▶ TEXTE FOURNI:
• • • • • • •

Quant au redéploiement du secteur hospitalier vers le médico-social que signe le projet de loi, il suscite la prudence des acteurs. « Cela ne peut se faire sans un certain nombre de règles qui permettent d'accompagner les publics les plus fragiles dans de bonnes conditions. Nous souhaitons des garanties pour que ne se répètent pas des expériences malheureuses où des services hospitaliers sont transformés en établissement médico-social sans adaptation du cadre bâti, sans changement de personnel... », précise Arnaud Vinsonneau.
L'inclusion du médico-social dans le champ des ARS pose aussi la question des crédits alloués aux différentes missions. Constatant les besoins importants du sanitaire, le GEPSo craint de voir les enveloppes du médico-social « noyées » dans le curatif. Cette question préoccupe aussi l'Uniopss, qui demande que le principe de la fongibilité asymétrique des crédits, permettant de protéger les crédits destinés au médico-social, soit inscrit dans la loi.
C'est donc l'approche « curativo-centrée » du projet qui laisse présager que le secteur médico-social ainsi que la prévention et la promotion de la santé ne passent au second plan. L'UNAF (Union nationale des associations familiales) regrette notamment que la réforme du dépistage en milieu scolaire et le volet sur la santé des femmes, prévus dans la première version du texte, aient disparu. Si l'intégration d'un volet « éducation thérapeutique » dans le projet est largement salué, l'UNAF s'inquiète « qu'aucune mesure ne soit prévue pour son financement ». Et AIDES de rappeler que l'éducation thérapeutique « doit prendre en compte la personne dans sa globalité et intégrer l'expertise développée par les associations ». Une remarque que rejoint le Collectif interassociatif sur la santé (CISS), qui souhaite que le débat parlementaire débouche sur l'amélioration des conditions de mise en oeuvre de l'éducation thérapeutique.

• • • • • • •

Descriptions de régions en langage naturel
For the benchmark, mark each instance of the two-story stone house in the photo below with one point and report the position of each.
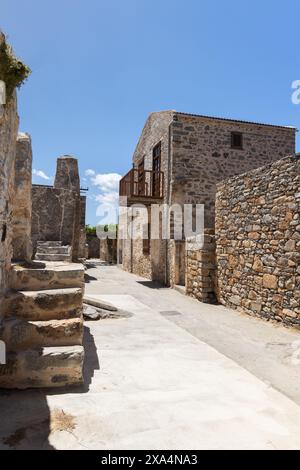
(179, 159)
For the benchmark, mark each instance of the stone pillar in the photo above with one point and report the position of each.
(67, 178)
(8, 136)
(22, 207)
(67, 174)
(82, 233)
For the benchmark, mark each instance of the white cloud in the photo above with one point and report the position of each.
(40, 174)
(89, 172)
(107, 182)
(107, 195)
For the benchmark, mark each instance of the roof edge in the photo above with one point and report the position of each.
(213, 118)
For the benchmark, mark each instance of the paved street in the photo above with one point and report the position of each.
(175, 374)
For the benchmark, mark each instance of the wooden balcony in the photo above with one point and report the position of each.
(142, 185)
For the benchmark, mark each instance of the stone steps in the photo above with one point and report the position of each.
(19, 334)
(53, 276)
(43, 305)
(53, 257)
(43, 367)
(43, 327)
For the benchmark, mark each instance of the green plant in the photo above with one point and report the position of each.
(13, 72)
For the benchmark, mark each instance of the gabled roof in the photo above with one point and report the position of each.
(236, 121)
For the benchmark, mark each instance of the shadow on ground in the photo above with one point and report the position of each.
(26, 420)
(152, 284)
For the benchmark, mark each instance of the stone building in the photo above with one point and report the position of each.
(179, 159)
(58, 211)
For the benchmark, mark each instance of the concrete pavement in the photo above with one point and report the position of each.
(156, 380)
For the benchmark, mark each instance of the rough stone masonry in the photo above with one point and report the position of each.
(258, 241)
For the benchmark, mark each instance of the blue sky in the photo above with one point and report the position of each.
(99, 68)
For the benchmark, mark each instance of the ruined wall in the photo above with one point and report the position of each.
(201, 267)
(8, 136)
(258, 242)
(202, 155)
(22, 206)
(58, 212)
(53, 215)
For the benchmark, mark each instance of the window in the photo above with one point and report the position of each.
(141, 177)
(237, 140)
(146, 242)
(156, 167)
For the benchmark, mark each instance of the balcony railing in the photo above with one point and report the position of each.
(142, 184)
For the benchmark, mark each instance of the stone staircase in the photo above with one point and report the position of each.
(43, 326)
(53, 251)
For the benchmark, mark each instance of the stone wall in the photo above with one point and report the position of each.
(258, 242)
(22, 207)
(201, 268)
(82, 242)
(93, 246)
(196, 154)
(58, 212)
(53, 215)
(150, 265)
(108, 250)
(202, 155)
(8, 136)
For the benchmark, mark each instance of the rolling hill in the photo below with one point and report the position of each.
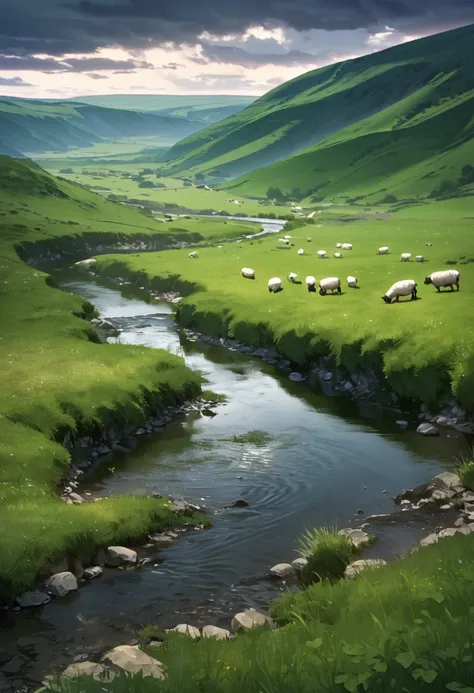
(34, 126)
(205, 109)
(405, 112)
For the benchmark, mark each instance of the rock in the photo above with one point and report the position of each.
(365, 564)
(97, 671)
(215, 632)
(357, 537)
(131, 659)
(119, 555)
(282, 570)
(61, 584)
(240, 503)
(426, 429)
(93, 572)
(245, 620)
(32, 598)
(186, 629)
(299, 563)
(296, 377)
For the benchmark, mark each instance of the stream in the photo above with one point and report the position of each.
(321, 461)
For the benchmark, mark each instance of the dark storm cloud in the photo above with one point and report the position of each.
(231, 55)
(78, 26)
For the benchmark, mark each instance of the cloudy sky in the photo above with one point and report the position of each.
(63, 48)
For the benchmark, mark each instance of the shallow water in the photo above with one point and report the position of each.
(321, 463)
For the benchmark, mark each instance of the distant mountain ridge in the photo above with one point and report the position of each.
(378, 97)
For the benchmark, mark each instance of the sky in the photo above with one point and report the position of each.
(67, 48)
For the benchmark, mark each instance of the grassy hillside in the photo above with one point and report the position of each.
(33, 127)
(424, 347)
(58, 379)
(367, 107)
(205, 109)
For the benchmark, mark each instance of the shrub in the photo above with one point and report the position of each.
(328, 554)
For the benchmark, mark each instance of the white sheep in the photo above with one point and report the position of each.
(352, 282)
(401, 288)
(247, 273)
(330, 284)
(274, 285)
(86, 263)
(444, 278)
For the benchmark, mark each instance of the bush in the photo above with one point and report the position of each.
(328, 554)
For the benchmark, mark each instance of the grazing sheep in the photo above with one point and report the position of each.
(330, 284)
(402, 288)
(444, 278)
(86, 263)
(352, 282)
(274, 285)
(247, 273)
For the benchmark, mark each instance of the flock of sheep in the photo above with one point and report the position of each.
(405, 287)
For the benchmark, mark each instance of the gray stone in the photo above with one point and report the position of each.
(92, 572)
(186, 629)
(282, 570)
(61, 584)
(365, 564)
(245, 620)
(131, 659)
(426, 429)
(97, 671)
(215, 632)
(32, 598)
(119, 555)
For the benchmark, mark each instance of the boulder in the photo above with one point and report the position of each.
(357, 537)
(32, 598)
(426, 429)
(119, 555)
(215, 632)
(299, 563)
(131, 659)
(282, 570)
(185, 629)
(61, 584)
(366, 564)
(97, 671)
(245, 620)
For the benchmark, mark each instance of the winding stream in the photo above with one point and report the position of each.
(322, 462)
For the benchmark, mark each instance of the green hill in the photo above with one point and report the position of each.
(33, 127)
(205, 109)
(350, 126)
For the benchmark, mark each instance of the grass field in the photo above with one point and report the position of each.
(56, 378)
(423, 347)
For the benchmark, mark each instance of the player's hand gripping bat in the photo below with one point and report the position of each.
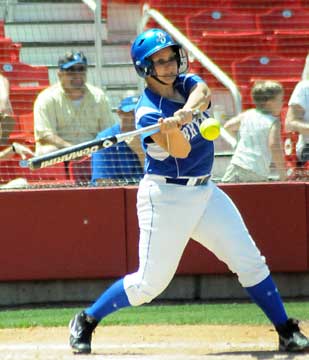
(86, 148)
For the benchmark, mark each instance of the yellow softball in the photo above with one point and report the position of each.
(210, 129)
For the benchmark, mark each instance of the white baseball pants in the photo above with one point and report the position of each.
(169, 215)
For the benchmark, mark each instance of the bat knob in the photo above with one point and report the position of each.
(23, 163)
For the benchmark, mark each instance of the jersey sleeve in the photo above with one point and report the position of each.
(189, 81)
(298, 96)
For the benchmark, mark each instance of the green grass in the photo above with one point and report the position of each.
(154, 314)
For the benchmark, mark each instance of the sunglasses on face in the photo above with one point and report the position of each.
(162, 62)
(76, 69)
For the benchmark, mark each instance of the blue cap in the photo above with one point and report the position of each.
(71, 59)
(128, 104)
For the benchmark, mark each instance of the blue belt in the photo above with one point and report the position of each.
(190, 182)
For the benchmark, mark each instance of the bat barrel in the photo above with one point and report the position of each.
(75, 152)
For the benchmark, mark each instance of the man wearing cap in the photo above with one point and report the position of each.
(71, 111)
(124, 161)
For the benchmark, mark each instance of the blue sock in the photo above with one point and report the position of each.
(266, 296)
(113, 299)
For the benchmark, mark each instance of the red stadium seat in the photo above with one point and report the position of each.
(176, 11)
(2, 34)
(288, 71)
(24, 131)
(80, 170)
(9, 51)
(22, 98)
(287, 29)
(260, 6)
(224, 35)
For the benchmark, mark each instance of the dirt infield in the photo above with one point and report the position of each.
(190, 342)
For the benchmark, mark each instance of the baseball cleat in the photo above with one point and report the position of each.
(81, 329)
(290, 337)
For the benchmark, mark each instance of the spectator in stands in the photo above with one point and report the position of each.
(259, 142)
(297, 118)
(6, 112)
(125, 160)
(71, 111)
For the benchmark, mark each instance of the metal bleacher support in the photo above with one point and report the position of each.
(48, 29)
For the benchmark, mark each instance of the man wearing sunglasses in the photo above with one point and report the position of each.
(71, 111)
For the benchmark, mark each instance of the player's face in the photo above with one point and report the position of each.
(165, 65)
(74, 77)
(127, 120)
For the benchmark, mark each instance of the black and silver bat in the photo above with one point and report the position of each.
(85, 148)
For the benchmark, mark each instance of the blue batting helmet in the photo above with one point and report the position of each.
(147, 44)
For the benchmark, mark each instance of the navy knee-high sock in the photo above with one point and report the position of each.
(267, 297)
(113, 299)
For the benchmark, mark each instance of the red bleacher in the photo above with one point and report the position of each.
(260, 6)
(287, 30)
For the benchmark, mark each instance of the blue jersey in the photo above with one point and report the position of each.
(149, 109)
(117, 162)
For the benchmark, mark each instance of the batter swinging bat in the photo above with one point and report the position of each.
(85, 148)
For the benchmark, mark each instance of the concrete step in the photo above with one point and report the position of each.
(48, 11)
(48, 55)
(121, 76)
(56, 32)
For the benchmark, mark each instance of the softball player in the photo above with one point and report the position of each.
(177, 200)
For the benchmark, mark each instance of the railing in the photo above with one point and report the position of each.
(193, 51)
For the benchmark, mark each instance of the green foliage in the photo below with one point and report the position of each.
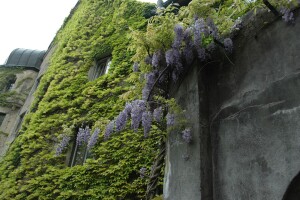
(12, 98)
(65, 99)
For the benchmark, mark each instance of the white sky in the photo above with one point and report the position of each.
(31, 24)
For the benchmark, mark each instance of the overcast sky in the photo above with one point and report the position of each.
(31, 24)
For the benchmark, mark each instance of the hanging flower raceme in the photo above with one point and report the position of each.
(135, 67)
(93, 139)
(213, 30)
(178, 36)
(83, 135)
(170, 119)
(150, 80)
(287, 14)
(158, 114)
(187, 135)
(109, 129)
(62, 145)
(146, 122)
(121, 121)
(228, 45)
(138, 107)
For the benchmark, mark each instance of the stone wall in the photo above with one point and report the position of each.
(247, 139)
(23, 84)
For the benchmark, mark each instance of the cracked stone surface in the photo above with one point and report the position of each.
(247, 140)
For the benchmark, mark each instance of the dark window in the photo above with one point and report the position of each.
(2, 116)
(101, 67)
(10, 82)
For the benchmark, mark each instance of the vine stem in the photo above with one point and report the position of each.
(161, 74)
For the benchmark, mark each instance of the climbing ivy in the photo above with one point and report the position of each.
(66, 98)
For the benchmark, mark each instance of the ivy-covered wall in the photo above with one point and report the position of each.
(163, 48)
(65, 100)
(15, 85)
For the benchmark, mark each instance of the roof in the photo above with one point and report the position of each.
(25, 58)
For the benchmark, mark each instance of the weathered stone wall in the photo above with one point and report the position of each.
(247, 140)
(23, 84)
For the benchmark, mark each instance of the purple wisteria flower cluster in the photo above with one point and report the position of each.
(62, 145)
(83, 136)
(187, 135)
(187, 44)
(93, 139)
(287, 15)
(150, 80)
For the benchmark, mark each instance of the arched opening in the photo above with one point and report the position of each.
(293, 190)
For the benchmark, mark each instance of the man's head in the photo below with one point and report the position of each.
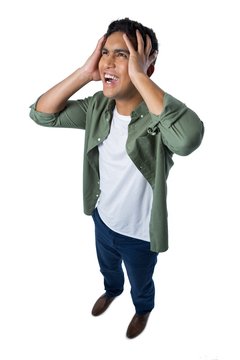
(129, 27)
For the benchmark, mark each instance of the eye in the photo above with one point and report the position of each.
(122, 54)
(104, 52)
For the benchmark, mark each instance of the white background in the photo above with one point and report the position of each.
(49, 276)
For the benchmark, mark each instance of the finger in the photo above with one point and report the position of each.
(140, 42)
(153, 57)
(148, 46)
(101, 42)
(128, 43)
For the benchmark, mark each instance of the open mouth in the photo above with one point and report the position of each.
(110, 79)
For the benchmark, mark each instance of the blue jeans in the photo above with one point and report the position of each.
(113, 249)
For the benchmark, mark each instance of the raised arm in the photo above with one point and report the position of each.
(54, 100)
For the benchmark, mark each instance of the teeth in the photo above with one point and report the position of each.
(109, 76)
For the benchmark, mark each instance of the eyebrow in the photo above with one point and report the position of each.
(118, 50)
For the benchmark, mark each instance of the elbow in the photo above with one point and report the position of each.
(190, 143)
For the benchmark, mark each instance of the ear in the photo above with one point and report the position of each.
(150, 70)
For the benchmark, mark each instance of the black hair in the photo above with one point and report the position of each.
(129, 27)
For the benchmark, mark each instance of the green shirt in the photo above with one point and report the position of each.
(151, 142)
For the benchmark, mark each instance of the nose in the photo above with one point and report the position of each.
(109, 61)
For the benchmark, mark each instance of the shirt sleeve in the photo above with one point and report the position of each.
(180, 127)
(72, 116)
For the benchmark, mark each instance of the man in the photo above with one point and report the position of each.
(132, 128)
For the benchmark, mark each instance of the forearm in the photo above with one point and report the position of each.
(150, 92)
(54, 100)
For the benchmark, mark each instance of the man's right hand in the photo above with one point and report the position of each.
(91, 65)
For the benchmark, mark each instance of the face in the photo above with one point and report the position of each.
(113, 68)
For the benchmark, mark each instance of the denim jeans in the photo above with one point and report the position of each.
(113, 249)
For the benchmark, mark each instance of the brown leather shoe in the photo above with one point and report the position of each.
(137, 325)
(102, 304)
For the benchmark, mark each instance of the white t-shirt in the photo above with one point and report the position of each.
(126, 197)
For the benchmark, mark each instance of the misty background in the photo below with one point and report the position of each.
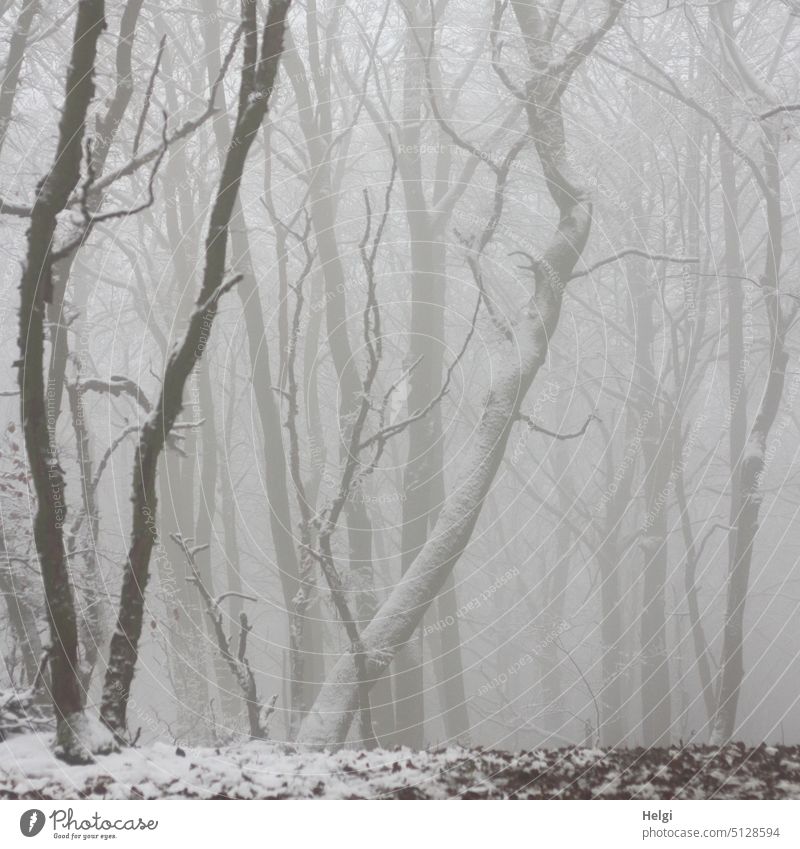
(392, 229)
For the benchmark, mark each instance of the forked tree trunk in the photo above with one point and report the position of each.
(258, 76)
(394, 624)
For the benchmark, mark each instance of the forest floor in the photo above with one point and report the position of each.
(28, 770)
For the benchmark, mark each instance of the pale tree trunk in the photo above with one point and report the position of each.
(317, 128)
(36, 288)
(259, 72)
(301, 667)
(752, 465)
(398, 618)
(656, 456)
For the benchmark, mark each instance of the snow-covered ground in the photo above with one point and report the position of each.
(28, 770)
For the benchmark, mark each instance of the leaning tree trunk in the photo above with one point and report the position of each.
(394, 624)
(259, 71)
(52, 197)
(753, 460)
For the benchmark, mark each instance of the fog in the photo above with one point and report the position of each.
(424, 374)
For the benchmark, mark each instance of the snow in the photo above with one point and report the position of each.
(264, 770)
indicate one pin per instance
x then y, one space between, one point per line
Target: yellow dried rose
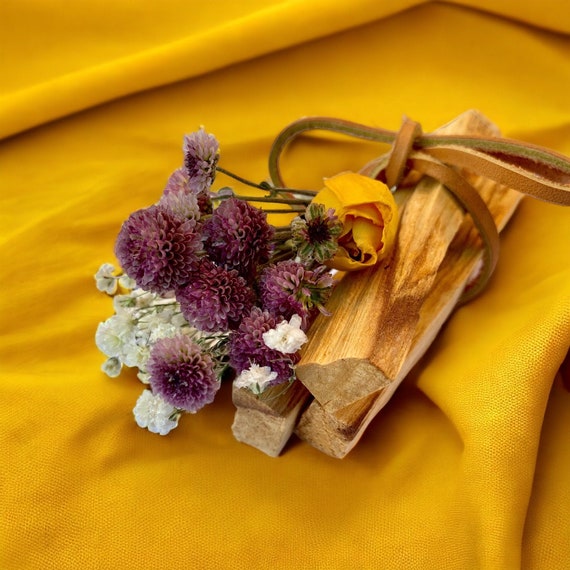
369 216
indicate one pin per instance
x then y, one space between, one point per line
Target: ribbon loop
401 149
532 170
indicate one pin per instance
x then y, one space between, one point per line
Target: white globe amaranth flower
126 282
153 413
105 280
256 378
287 337
112 367
113 334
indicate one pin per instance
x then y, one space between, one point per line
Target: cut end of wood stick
266 422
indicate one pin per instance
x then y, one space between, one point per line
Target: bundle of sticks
383 319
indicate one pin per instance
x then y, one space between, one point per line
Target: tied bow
530 169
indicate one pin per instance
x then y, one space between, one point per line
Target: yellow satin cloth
466 468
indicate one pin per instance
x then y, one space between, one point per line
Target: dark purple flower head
247 347
200 159
158 249
215 299
238 237
182 374
288 288
315 235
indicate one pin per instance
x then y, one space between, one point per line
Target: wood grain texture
385 319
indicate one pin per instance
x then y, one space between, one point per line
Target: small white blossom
286 337
112 367
153 413
255 378
105 280
126 282
113 334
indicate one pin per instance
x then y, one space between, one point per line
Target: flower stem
266 186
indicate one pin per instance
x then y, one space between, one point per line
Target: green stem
267 199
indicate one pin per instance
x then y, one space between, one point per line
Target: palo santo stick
267 421
354 373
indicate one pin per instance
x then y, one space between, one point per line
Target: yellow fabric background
466 468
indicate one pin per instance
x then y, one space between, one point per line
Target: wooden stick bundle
384 319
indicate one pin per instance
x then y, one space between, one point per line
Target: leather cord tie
530 169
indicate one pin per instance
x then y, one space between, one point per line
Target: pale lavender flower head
200 159
288 288
215 299
247 347
238 237
158 249
177 197
182 374
179 186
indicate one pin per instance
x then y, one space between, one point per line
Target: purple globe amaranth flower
315 234
158 249
178 184
215 299
200 159
288 288
178 199
247 347
238 236
182 374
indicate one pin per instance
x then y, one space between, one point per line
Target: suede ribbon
527 168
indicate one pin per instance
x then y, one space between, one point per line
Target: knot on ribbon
527 168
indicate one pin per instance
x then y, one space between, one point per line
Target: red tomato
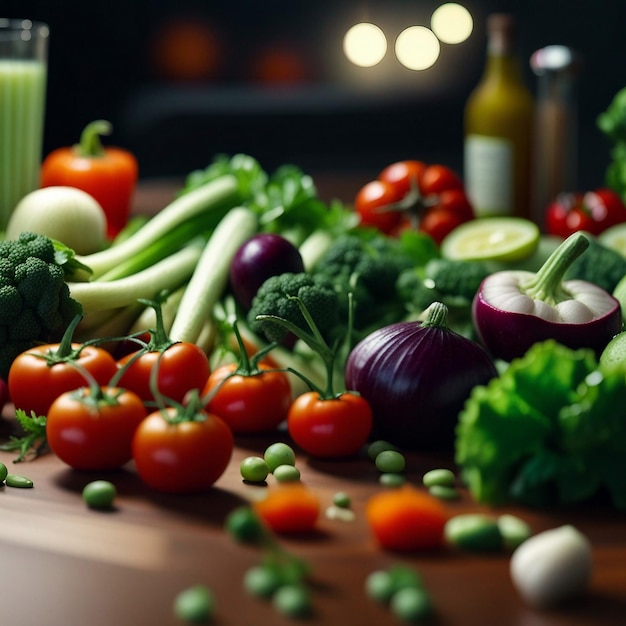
94 434
406 519
369 204
182 456
332 428
35 380
249 403
594 212
417 190
183 366
289 508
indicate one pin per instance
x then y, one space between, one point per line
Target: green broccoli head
35 301
274 297
598 264
367 267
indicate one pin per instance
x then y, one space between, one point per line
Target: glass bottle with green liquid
499 128
23 74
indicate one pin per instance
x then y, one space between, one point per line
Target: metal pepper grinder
555 159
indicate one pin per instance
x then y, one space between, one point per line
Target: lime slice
492 239
614 237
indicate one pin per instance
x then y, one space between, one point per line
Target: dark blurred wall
102 57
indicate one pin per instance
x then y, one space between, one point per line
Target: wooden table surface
66 565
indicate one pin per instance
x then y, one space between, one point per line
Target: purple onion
262 256
416 377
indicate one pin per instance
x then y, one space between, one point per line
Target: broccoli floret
35 301
367 267
273 298
598 264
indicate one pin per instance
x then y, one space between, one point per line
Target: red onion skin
417 380
507 335
262 256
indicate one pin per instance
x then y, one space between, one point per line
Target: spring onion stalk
210 277
169 273
216 196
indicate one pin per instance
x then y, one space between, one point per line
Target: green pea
292 600
378 446
411 604
439 477
514 530
379 586
390 461
195 605
473 531
342 500
16 480
286 473
444 492
245 526
391 479
262 581
99 494
279 454
254 469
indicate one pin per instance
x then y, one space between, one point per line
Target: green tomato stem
547 283
90 145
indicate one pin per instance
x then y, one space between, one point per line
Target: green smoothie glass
23 72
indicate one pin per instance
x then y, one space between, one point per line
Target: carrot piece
406 519
289 509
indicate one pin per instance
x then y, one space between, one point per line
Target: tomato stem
90 145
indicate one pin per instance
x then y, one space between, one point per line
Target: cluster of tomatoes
165 410
413 194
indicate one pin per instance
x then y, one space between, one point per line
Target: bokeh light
452 23
365 44
417 48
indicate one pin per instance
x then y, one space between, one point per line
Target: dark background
106 61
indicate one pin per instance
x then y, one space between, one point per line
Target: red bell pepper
109 174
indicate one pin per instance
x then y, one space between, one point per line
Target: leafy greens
551 428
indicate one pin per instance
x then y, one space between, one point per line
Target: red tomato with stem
182 366
94 431
413 194
38 376
593 212
177 453
333 427
249 403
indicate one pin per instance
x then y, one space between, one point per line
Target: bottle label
488 171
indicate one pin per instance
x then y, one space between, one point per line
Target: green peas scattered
279 454
195 605
473 531
390 461
342 500
262 581
378 446
292 600
379 586
444 492
439 477
254 469
411 604
245 526
16 480
99 494
391 479
514 530
286 473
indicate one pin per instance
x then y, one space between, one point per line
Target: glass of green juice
23 73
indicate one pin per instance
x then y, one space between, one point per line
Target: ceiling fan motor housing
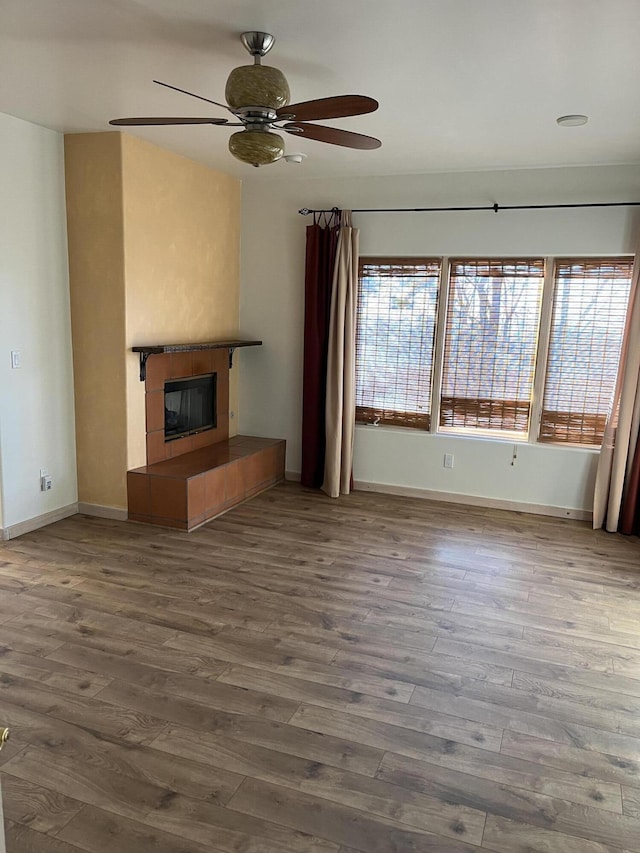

• • • • • • •

▶ SÉRIE D'EXERCICES:
1. Traduisez en anglais la phrase suivante du texte sur le projet de loi : « L'inclusion du médico-social dans le champ des ARS pose aussi la question des crédits alloués aux différentes missions. »
2. Recopiez sans changement tout ce qui va de « Quant au redéploiement » jusqu'à « précise Arnaud Vinsonneau. » dans le texte sur le projet de loi.
3. D'après le texte sur le projet de loi, quel principe l'Uniopss demande-t-elle d'inscrire dans la loi ?

▶ CORRIGÉ:
1. The inclusion of the medico-social sector within the scope of the ARS also raises the question of the funds allocated to the various missions.

2.
Quant au redéploiement du secteur hospitalier vers le médico-social que signe le projet de loi, il suscite la prudence des acteurs. « Cela ne peut se faire sans un certain nombre de règles qui permettent d'accompagner les publics les plus fragiles dans de bonnes conditions. Nous souhaitons des garanties pour que ne se répètent pas des expériences malheureuses où des services hospitaliers sont transformés en établissement médico-social sans adaptation du cadre bâti, sans changement de personnel... », précise Arnaud Vinsonneau.

3. Le principe de la fongibilité asymétrique des crédits, qui permet de protéger les crédits destinés au médico-social.